REQUIRED TASK:
Select every line in the items below that contains the word "surface".

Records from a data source
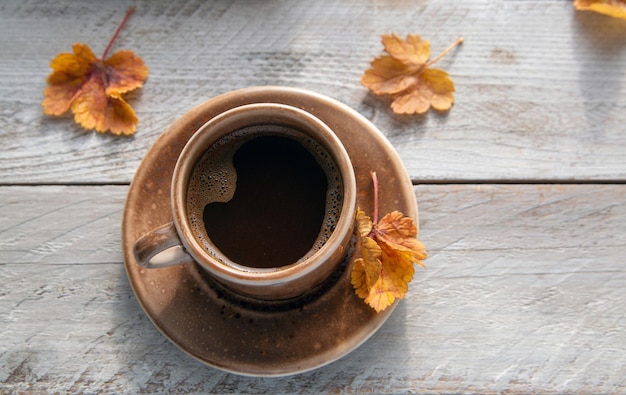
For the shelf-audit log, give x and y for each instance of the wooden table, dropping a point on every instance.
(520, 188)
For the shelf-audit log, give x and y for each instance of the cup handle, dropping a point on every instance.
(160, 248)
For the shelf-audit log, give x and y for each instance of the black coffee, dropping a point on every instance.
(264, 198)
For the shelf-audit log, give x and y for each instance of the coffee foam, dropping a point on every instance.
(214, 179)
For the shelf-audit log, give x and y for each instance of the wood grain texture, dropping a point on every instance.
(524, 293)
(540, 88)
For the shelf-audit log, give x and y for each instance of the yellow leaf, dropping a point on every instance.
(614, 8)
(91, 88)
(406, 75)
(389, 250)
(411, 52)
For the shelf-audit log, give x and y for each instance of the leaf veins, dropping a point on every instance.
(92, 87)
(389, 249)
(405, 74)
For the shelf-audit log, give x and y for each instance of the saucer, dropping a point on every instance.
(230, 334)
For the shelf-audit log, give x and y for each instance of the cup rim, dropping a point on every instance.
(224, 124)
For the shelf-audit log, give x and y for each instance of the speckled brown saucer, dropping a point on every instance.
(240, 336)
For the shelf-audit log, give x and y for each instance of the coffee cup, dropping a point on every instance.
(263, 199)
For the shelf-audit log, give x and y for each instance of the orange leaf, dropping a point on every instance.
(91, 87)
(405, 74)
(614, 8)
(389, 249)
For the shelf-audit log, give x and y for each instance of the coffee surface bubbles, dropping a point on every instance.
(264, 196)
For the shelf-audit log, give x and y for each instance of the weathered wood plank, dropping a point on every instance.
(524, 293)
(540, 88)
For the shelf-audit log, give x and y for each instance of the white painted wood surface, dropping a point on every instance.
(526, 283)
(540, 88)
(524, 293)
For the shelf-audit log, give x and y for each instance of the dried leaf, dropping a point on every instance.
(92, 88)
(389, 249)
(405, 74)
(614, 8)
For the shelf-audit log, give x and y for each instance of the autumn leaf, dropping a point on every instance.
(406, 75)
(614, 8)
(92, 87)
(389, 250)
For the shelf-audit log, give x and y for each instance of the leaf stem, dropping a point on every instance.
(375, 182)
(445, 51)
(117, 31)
* * *
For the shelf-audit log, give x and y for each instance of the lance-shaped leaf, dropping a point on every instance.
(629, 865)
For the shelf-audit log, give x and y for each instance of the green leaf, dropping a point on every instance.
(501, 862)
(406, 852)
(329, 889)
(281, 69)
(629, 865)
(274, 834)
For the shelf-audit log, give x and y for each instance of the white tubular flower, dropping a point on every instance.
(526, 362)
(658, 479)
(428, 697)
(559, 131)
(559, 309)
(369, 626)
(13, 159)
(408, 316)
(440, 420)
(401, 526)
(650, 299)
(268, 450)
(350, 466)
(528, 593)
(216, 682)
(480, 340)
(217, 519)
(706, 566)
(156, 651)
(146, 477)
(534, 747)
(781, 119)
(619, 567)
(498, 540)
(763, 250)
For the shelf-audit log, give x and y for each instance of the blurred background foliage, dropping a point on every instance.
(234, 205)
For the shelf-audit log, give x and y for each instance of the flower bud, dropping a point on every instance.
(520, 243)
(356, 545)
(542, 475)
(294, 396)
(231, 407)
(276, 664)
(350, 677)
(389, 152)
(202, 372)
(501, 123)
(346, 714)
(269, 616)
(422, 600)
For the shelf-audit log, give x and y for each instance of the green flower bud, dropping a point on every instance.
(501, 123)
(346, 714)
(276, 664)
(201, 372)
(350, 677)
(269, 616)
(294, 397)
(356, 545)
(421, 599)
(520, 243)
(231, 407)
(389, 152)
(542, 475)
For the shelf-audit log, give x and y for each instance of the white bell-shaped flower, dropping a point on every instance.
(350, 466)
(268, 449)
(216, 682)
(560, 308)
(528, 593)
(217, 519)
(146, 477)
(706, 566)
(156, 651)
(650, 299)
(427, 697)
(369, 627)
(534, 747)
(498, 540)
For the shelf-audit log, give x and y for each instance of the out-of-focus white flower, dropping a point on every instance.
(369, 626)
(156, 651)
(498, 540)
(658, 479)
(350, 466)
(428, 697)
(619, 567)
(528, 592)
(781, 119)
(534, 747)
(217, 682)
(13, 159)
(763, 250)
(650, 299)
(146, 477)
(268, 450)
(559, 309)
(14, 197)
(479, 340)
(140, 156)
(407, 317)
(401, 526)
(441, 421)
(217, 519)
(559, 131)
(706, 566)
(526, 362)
* * *
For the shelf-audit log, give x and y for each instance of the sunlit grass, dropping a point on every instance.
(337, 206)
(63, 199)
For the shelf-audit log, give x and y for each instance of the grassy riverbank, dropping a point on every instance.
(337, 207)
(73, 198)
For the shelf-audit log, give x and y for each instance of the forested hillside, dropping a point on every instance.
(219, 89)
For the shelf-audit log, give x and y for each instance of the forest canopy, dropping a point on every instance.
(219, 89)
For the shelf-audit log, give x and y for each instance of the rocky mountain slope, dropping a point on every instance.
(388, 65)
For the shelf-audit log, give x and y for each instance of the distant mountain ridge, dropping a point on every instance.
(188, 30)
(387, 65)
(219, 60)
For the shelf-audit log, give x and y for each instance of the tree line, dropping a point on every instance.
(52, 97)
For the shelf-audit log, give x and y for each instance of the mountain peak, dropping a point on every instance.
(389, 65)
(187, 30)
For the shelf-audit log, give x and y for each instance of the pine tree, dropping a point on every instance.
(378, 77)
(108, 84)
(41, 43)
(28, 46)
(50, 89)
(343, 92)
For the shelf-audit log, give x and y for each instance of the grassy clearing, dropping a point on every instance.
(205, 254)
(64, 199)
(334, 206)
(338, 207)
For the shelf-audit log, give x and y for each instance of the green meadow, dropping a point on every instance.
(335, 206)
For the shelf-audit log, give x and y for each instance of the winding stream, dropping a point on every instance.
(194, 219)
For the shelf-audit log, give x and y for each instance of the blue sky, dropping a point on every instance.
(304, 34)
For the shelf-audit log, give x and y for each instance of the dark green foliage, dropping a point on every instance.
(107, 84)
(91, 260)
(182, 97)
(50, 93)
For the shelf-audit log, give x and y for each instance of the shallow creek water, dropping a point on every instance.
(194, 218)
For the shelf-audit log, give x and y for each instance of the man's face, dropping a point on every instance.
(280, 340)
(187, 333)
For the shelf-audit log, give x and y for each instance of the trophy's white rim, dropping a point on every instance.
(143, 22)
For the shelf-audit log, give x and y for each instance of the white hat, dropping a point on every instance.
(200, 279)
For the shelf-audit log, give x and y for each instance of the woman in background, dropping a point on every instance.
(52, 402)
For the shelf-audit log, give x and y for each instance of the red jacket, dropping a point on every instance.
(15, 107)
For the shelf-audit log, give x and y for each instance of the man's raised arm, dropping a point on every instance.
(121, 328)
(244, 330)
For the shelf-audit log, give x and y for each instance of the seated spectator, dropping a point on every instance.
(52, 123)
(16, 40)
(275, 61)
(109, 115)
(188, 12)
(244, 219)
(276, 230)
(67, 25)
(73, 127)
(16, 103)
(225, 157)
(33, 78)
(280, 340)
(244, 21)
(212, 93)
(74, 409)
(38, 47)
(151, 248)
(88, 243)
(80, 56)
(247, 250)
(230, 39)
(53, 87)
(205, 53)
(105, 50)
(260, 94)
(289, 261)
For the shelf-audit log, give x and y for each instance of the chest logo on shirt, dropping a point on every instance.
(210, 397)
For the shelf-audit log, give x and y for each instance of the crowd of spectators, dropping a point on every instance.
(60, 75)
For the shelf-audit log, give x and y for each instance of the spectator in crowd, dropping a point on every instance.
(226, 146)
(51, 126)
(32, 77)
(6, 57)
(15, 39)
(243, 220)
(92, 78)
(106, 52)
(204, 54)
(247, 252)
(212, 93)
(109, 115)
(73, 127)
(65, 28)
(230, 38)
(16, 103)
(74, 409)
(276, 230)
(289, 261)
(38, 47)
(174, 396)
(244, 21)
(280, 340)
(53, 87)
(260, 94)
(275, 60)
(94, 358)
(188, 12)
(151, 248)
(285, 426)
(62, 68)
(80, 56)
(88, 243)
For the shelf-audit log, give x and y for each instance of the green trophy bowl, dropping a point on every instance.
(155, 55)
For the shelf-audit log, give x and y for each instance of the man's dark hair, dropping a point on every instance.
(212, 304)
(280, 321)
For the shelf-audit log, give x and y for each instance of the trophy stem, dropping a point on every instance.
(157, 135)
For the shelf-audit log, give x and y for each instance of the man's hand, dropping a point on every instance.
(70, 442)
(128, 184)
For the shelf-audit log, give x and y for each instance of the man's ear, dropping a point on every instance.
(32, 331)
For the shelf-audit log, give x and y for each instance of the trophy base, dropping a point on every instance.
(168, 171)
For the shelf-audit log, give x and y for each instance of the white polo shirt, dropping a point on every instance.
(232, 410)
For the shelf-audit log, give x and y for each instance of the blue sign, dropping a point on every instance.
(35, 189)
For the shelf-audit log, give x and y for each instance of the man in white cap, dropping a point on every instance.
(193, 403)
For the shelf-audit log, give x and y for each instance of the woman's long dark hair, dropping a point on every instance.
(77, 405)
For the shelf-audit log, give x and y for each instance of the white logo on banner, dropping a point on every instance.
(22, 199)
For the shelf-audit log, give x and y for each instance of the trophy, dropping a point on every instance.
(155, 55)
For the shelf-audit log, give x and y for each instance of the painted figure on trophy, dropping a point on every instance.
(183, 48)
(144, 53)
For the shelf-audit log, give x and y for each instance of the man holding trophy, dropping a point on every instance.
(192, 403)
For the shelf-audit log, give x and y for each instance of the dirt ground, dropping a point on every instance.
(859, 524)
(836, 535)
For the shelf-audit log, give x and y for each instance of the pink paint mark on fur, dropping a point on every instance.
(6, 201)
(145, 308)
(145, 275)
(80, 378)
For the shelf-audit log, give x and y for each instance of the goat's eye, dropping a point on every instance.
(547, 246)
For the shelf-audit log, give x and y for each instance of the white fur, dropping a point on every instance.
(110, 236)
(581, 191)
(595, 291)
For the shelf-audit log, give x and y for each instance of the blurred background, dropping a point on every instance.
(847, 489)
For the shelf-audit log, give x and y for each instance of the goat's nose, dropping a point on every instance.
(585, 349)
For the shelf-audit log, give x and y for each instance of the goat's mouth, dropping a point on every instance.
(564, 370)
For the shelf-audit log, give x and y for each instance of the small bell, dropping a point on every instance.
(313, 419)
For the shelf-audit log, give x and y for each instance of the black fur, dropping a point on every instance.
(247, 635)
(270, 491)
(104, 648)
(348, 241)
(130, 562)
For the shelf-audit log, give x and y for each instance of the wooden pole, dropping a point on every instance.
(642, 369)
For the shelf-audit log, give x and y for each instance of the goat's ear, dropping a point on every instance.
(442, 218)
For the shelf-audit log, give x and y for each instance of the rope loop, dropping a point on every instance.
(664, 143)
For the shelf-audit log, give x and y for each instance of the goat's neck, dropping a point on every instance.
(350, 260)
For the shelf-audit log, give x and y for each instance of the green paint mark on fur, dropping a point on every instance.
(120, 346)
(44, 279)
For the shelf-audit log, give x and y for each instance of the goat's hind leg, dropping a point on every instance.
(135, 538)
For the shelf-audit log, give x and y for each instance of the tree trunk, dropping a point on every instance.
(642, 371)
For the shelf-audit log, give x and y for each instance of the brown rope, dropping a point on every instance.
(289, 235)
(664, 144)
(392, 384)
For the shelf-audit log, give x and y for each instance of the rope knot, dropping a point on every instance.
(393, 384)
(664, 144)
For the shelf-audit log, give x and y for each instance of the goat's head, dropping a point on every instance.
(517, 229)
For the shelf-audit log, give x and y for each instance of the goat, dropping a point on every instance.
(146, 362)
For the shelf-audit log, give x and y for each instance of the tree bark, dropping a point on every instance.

REPLY TO THE EXERCISE:
For the shelf-audit log, give x and y for each instance of the coffee surface bubbles, dropping a point on every instance.
For the shelf-audit log, give x and y for each instance of the white painted wood surface, dropping a point on every instance.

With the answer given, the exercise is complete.